__AUFTRAG A__. Schreibe aus der Forumsdiskussion über Zeichen im Gesicht einen Abschnitt genau ab: Beginne bei den Worten "Einmal Glockenhelle (gelöscht)" und höre nach den Worten "einen schönen Abend!" auf.

__VORLIEGENDER TEXT__.
========================================

Einmal Glockenhelle (gelöscht)

Status
Für weitere Antworten geschlossen.

Schakim

Mitglied
Hi, Lapismonti!

Das scheint mir die etwas andere Wirklichkeit zu sein. Eine Frage habe ich dennoch: Wie liest man die Zeichen, wenn das Gesicht so eng bemalt ist, dass es - zumindest auf Distanz - vermutlich ganz schwarz wirkt ...

Liebe Grüsse und noch einen schönen Abend!
Schakim
 

lapismont

Foren-Redakteur
Teammitglied
Hallo Schakimi,

vielleicht ist es gar die richtige Wirklichkeit, es gibt so viele Seiten.
Ich glaube manchmal sind die Zeichen, die man sich ins Gesicht brennt, immer dieselben. Man selbst braucht sie gar nicht zu lesen, das schreiben ist das Wichtige.
Nicht alles, das zu lesen ist, wird auch gelesen.

========================================

__DATENZEILEN__.
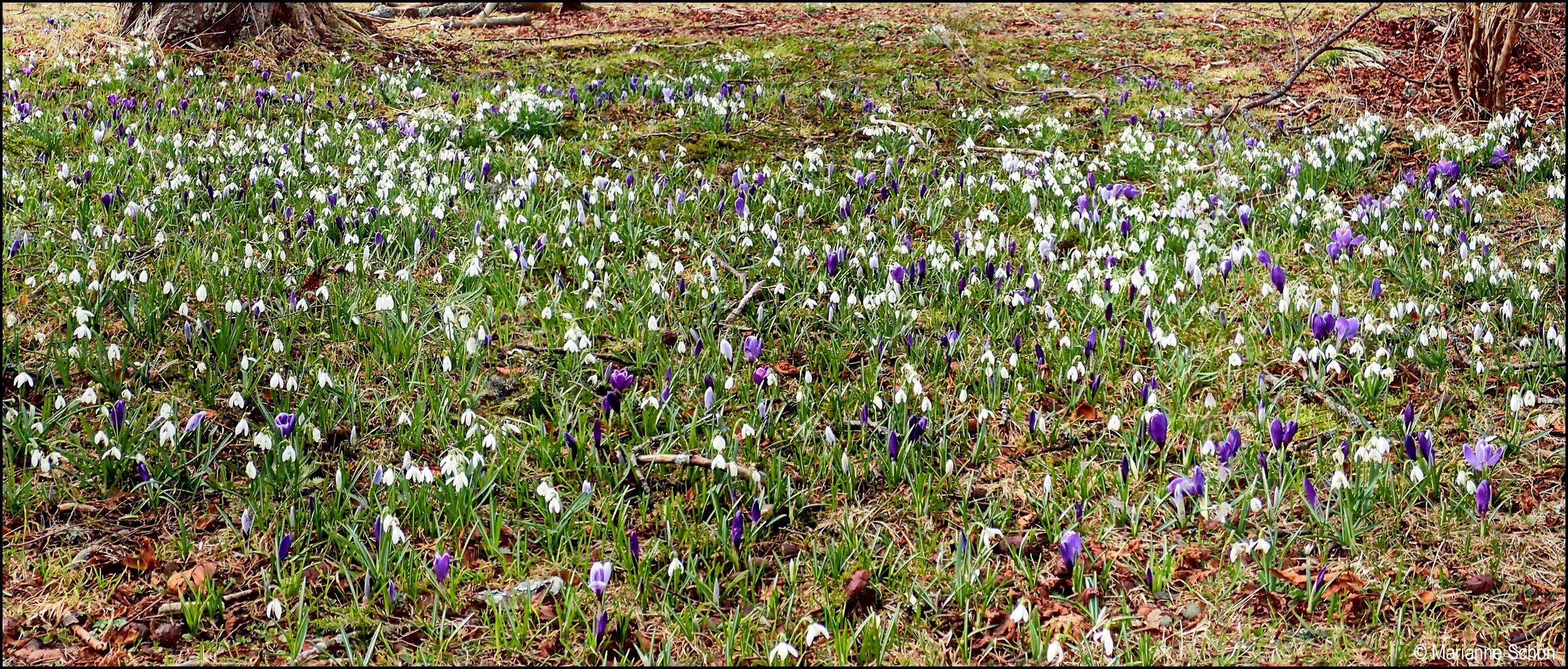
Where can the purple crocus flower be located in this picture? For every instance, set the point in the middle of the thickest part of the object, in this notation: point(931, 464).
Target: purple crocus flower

========================================

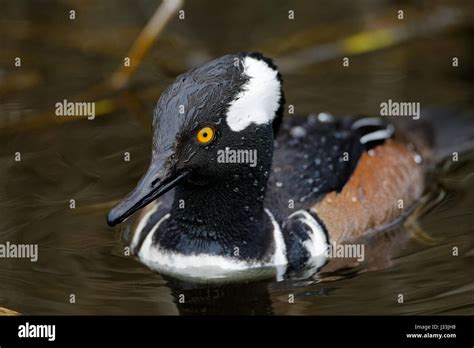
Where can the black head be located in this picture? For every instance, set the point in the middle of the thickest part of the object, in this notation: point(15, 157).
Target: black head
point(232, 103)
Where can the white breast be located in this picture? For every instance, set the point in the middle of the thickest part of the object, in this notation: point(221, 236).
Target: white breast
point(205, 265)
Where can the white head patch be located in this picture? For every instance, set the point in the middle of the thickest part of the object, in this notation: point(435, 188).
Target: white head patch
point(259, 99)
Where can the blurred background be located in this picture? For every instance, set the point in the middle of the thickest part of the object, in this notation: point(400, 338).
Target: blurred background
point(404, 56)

========================================

__AUFTRAG B__. Gib aus den Einträgen die Zeilen Wort für Wort wieder, beginnend bei der Zeile mit "Where can the blurred" und endend nach der Zeile mit "point(404, 56)". Beide Zeilen gehören dazu.

__ENDERGEBNIS A__.
Einmal Glockenhelle (gelöscht)

Status
Für weitere Antworten geschlossen.

Schakim

Mitglied
Hi, Lapismonti!

Das scheint mir die etwas andere Wirklichkeit zu sein. Eine Frage habe ich dennoch: Wie liest man die Zeichen, wenn das Gesicht so eng bemalt ist, dass es - zumindest auf Distanz - vermutlich ganz schwarz wirkt ...

Liebe Grüsse und noch einen schönen Abend!

__ENDERGEBNIS B__.
Where can the blurred background be located in this picture? For every instance, set the point in the middle of the thickest part of the object, in this notation: point(400, 338).
Target: blurred background
point(404, 56)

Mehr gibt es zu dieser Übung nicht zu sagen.